Pictures do not belong in the copy; quote every entry below exactly.

* BEGIN *

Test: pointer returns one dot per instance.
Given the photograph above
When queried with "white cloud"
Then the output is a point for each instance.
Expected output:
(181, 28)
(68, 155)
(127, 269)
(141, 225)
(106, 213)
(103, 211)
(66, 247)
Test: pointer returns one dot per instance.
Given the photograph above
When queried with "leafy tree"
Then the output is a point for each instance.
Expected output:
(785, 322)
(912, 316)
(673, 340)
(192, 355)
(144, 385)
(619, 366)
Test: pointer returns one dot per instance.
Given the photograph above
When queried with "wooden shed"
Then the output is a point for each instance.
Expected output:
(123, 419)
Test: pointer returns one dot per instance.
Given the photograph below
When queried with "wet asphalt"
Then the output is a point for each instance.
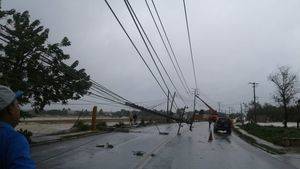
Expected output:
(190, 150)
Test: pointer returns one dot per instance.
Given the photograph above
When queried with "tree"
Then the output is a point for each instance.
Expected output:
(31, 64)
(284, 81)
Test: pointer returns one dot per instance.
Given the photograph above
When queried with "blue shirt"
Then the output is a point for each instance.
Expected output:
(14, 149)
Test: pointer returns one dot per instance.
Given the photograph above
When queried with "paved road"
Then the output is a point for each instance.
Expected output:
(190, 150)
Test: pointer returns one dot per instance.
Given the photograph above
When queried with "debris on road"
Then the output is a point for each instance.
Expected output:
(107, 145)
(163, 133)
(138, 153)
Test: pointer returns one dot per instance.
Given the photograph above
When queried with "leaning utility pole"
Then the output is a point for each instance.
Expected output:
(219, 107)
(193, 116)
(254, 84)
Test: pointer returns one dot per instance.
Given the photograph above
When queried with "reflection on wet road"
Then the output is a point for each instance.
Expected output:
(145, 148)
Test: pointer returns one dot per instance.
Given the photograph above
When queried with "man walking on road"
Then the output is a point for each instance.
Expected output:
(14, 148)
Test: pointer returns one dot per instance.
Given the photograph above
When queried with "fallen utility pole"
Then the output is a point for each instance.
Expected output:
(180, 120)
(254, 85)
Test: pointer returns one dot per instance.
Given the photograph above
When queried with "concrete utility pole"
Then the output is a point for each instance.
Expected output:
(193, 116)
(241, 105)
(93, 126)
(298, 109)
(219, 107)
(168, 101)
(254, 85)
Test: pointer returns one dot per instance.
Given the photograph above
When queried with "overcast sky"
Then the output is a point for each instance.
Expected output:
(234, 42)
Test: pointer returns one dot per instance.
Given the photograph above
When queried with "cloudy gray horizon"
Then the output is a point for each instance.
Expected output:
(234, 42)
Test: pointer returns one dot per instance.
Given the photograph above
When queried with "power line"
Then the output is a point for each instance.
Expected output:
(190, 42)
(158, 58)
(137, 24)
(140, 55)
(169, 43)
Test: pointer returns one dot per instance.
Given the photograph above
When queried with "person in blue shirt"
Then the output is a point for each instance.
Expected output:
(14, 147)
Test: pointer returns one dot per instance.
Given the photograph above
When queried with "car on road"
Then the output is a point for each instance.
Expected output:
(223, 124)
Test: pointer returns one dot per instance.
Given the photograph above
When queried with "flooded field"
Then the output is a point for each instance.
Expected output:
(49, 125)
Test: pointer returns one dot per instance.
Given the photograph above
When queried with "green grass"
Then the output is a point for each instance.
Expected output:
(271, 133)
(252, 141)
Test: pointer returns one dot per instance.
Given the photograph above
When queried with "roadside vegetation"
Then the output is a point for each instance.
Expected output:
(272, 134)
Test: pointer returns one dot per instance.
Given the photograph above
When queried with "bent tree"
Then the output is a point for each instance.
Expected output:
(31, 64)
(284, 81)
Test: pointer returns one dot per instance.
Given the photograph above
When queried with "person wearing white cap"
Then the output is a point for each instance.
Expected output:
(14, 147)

* END *

• Written response
Test: pointer returns one dot per instance.
Given the photograph above
When queried with "white cloud"
Then the output is a point for each instance.
Expected output:
(181, 28)
(68, 155)
(127, 269)
(141, 225)
(106, 213)
(103, 211)
(66, 247)
Test: pointer returns one dot per instance.
Given the photograph above
When queried with "leafy tree"
Then the output is a point for each instance.
Expected output:
(785, 322)
(912, 316)
(673, 340)
(192, 355)
(144, 385)
(619, 366)
Test: pointer returns one dot per instance.
Given the photograph above
When queried with "wooden shed"
Then the output is a point for each instance.
Expected output:
(123, 419)
Test: pointer returns one dot per instance.
Given the photograph below
When queried with "wet asphalt"
Then the output is a point for each instance.
Expected output:
(190, 150)
Test: pointer returns one dot per instance.
Given the photograph above
When queried with "tree"
Then the output is a point for each instance.
Expected output:
(31, 64)
(284, 81)
Test: pointer returns one dot per instance.
Given the photograph above
When queried with "blue shirt"
Then the output is a point for each instance.
Expected output:
(14, 149)
Test: pointer returns one dot per instance.
Given the photograph above
When queried with "paved road"
Then the output is a point for each instance.
Expected output:
(190, 150)
Test: pointer returns one dot per instance.
Given the photograph above
When queried with "debris on road"
Then the output is a point for each instance.
Expected output:
(107, 145)
(163, 133)
(138, 153)
Test: pointer returns one dot per instance.
Given the photograph above
When queried with "leaning utility pole"
Then the output is a point for each instance.
Expected output:
(219, 107)
(193, 116)
(254, 84)
Test: pointer returns one dot per instance.
Given the photograph above
When queried with "reflection on wet road"
Then the output is a point for each instance.
Expected output:
(145, 148)
Test: pointer returns one dot per instance.
Given the photograph above
When queried with "man walking on road"
Then the output is a point for each instance.
Expected output:
(14, 148)
Test: pointer returns one dot per instance.
Given the photograph above
When queried with "fallen utility pole"
Then the output is a point for each instance.
Expected output:
(180, 120)
(254, 85)
Test: pointer returns one dot per instance.
Given the photograph above
When queried with "concrete utility pole"
Then the output is a point for each instance.
Expected output:
(193, 116)
(241, 105)
(93, 126)
(298, 109)
(219, 107)
(168, 101)
(254, 85)
Test: pointer returns one dot per instance.
Given the photograph above
When queried with "overcast sky"
Then the output is a point for each instance.
Expected output:
(234, 42)
Test: pointer returns one dot per instance.
Given the photograph above
When queried with "cloudy gray horizon"
Then the output is a point for each instance.
Expected output:
(234, 42)
Test: pointer returns one dot per instance.
Given the photograph above
When queried with "power line"
Then the output is a point for each instance.
Expected output:
(190, 42)
(158, 58)
(137, 24)
(140, 55)
(169, 43)
Test: pointer returns one dot per instance.
Given the photograph above
When queried with "person in blue shirt"
Then the output is a point for each instance.
Expected output:
(14, 147)
Test: pointer returns one dot per instance.
Given the photograph above
When queried with "car on road"
Then the output is a point for each instance.
Expected output:
(223, 124)
Test: pointer returns one dot per instance.
Given the photograph above
When queried with "flooded field"
Then the output is a point for each instance.
Expected output:
(49, 125)
Test: pointer returns one dot per instance.
Given the photograph above
When queried with "green grass"
Then the output is a point for each instance.
Expected output:
(271, 133)
(252, 141)
Test: pointer returns one dot per instance.
Given the photograph above
When queried with "roadside vegetation"
Then the output is a point for each instance.
Expected output:
(272, 134)
Test: pointer returns one dot per instance.
Given the photograph above
When queried with "bent tree"
Then the output is a point for each instance.
Expected output:
(31, 64)
(284, 81)
Test: pointer returns one dot per instance.
Given the photograph above
When queried with "person wearing white cap"
Then the output is a point for each instance.
Expected output:
(14, 147)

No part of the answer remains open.